EXTRACTED DATA
*** Begin section ***

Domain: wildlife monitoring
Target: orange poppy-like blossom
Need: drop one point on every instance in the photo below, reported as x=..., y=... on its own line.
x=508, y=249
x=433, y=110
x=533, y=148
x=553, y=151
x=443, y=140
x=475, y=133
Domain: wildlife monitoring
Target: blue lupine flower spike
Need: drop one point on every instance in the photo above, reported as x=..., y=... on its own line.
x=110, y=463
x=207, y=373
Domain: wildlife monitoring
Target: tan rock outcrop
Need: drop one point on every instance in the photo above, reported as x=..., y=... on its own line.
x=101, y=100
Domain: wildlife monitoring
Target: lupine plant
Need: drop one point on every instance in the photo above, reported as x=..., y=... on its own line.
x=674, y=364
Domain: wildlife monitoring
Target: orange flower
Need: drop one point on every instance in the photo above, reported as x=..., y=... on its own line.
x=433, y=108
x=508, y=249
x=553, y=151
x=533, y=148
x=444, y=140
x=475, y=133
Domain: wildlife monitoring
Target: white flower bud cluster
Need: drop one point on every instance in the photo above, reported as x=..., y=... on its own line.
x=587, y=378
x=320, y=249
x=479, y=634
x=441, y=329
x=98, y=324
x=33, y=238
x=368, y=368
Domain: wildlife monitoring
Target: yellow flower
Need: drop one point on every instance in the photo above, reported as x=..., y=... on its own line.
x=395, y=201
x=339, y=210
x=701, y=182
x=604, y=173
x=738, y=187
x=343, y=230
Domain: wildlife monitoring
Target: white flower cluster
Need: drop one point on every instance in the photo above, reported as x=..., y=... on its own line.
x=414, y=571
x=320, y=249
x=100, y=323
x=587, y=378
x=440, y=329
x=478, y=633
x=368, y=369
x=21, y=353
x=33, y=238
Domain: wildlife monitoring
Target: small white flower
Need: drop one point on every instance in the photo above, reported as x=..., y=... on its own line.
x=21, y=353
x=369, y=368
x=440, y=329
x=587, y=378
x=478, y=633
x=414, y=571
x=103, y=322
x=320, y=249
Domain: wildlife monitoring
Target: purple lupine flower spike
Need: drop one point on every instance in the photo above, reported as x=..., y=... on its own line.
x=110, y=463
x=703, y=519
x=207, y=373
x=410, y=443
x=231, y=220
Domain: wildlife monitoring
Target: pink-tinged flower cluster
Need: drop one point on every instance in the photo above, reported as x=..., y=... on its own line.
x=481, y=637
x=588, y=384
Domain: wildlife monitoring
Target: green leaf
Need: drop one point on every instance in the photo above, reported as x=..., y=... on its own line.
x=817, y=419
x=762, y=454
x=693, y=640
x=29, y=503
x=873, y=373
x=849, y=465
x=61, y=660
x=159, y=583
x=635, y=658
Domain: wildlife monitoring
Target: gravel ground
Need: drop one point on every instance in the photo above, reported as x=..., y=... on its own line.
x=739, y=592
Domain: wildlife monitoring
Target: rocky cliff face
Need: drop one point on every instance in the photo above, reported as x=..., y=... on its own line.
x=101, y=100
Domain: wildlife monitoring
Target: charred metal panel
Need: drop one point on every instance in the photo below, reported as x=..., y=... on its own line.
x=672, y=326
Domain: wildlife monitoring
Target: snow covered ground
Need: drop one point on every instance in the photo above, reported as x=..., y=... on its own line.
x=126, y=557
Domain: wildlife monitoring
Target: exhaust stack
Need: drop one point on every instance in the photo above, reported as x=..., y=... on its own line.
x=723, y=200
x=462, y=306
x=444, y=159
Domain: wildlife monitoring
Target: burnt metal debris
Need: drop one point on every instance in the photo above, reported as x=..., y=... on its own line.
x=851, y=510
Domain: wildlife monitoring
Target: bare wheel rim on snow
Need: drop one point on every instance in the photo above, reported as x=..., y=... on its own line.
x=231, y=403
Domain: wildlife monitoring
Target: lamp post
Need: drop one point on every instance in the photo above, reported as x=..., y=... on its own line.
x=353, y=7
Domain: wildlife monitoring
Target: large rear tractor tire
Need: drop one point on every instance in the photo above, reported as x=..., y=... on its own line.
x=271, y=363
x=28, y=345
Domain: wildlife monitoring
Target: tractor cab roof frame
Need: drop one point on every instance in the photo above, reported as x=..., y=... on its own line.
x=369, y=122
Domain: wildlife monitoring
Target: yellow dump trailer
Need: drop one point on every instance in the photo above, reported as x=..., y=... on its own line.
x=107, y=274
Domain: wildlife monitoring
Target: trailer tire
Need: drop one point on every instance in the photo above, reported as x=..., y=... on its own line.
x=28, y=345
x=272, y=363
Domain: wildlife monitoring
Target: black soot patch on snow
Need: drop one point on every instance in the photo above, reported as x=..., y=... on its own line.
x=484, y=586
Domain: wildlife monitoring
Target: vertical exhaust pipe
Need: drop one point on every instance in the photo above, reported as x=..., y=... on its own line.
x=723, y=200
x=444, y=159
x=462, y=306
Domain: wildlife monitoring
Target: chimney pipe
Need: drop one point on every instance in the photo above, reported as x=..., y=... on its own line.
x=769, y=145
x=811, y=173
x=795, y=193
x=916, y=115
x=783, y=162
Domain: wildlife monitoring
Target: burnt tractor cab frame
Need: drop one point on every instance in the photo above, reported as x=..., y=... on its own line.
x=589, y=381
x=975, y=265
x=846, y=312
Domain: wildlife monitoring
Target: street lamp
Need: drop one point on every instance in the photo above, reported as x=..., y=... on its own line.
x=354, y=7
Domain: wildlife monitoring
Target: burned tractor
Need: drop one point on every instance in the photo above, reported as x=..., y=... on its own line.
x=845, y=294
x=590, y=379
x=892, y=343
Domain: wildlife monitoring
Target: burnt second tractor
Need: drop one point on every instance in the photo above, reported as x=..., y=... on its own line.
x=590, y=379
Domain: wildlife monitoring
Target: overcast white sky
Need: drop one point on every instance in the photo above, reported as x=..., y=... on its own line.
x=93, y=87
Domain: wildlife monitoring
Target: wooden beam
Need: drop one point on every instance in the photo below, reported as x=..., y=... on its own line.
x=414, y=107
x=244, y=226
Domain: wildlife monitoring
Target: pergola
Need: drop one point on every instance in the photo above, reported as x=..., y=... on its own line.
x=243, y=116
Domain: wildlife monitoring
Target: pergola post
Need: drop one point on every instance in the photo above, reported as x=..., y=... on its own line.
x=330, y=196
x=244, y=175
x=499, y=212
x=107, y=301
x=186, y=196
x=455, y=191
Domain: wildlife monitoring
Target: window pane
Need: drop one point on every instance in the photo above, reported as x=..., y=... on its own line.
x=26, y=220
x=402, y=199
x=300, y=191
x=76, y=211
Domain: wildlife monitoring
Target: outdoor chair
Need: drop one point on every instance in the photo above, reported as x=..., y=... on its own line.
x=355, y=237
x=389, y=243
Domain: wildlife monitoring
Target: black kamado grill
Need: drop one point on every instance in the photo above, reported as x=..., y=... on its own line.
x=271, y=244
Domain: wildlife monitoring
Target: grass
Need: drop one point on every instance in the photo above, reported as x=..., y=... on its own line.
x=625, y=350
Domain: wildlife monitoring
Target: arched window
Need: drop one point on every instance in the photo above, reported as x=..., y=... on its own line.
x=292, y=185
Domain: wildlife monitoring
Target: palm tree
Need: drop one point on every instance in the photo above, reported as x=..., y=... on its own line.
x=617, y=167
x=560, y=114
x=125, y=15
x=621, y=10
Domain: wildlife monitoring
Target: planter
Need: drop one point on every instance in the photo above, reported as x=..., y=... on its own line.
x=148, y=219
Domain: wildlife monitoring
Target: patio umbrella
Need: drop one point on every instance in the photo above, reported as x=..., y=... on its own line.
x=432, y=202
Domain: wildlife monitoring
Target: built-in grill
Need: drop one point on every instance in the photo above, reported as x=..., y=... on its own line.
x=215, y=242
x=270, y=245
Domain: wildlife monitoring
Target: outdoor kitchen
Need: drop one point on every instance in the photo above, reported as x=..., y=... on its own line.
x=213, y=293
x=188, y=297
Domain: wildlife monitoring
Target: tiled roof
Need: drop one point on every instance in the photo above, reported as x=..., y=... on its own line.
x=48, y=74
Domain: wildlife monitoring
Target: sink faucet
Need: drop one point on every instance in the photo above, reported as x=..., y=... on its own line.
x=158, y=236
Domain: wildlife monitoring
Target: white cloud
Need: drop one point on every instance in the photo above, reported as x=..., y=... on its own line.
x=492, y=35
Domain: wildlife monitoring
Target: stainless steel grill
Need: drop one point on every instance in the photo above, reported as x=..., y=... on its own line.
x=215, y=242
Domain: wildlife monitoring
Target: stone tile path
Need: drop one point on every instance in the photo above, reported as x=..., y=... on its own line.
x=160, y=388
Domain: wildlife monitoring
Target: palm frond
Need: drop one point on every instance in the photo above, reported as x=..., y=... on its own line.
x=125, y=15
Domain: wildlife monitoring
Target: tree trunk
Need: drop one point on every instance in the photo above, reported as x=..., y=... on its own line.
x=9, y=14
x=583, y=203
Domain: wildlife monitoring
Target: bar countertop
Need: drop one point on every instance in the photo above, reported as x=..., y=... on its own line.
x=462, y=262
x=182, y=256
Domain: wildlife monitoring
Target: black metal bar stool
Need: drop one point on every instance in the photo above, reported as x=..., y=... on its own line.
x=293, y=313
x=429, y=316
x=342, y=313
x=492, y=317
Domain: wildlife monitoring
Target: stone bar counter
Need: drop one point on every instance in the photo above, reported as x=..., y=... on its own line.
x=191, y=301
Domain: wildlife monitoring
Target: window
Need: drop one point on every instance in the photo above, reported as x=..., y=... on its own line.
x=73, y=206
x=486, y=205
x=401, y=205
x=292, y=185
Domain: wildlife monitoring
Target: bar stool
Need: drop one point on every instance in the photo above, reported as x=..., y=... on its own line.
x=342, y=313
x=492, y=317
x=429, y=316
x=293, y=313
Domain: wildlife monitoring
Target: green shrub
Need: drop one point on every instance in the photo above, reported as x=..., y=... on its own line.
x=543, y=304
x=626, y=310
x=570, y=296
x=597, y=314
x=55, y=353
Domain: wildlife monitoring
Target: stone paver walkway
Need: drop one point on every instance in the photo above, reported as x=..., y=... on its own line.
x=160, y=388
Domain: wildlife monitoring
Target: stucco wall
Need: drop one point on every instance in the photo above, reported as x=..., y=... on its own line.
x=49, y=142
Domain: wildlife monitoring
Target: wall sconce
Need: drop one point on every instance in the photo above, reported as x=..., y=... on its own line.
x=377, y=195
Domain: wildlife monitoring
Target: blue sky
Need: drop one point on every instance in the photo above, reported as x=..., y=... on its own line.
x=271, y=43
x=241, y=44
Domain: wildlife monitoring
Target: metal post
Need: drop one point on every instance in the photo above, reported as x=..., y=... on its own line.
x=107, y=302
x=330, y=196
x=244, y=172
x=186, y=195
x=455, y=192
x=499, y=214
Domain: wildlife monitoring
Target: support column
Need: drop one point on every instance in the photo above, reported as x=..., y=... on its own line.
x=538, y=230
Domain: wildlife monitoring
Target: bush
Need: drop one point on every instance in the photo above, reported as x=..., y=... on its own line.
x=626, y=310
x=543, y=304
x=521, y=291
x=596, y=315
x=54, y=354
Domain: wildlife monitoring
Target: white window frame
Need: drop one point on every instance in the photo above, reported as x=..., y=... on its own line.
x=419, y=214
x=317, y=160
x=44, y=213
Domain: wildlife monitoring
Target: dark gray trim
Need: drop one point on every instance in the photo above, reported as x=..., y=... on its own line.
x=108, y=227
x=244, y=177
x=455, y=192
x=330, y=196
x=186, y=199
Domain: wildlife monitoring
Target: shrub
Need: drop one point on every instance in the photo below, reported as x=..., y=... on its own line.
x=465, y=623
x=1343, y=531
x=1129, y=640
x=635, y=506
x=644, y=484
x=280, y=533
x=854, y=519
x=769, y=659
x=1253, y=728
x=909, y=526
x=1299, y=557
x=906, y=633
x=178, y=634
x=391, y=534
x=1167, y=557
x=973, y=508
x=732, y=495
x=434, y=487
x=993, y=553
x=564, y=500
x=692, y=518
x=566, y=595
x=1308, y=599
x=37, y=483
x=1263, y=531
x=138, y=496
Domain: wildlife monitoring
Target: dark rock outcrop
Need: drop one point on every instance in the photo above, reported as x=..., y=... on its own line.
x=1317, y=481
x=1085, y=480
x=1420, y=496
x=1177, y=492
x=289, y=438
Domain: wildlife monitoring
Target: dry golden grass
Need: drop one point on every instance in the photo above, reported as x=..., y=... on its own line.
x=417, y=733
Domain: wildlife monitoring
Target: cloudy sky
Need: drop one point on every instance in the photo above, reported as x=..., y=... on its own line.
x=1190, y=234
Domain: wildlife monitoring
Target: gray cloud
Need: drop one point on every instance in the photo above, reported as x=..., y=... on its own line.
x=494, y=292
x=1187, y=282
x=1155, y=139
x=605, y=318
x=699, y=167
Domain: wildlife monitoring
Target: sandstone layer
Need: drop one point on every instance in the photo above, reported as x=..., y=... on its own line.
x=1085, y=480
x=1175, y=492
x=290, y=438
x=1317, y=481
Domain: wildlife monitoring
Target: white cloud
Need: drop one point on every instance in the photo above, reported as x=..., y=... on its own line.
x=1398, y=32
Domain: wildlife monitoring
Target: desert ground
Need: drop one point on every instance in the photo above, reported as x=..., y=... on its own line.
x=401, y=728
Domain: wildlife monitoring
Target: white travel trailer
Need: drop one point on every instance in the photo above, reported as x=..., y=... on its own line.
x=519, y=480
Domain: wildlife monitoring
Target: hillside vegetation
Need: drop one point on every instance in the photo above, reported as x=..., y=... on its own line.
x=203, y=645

*** End section ***

Copy out each line of the listing that holds "roof".

EXERCISE OUTPUT
Target: tractor cab roof frame
Target: tiled roof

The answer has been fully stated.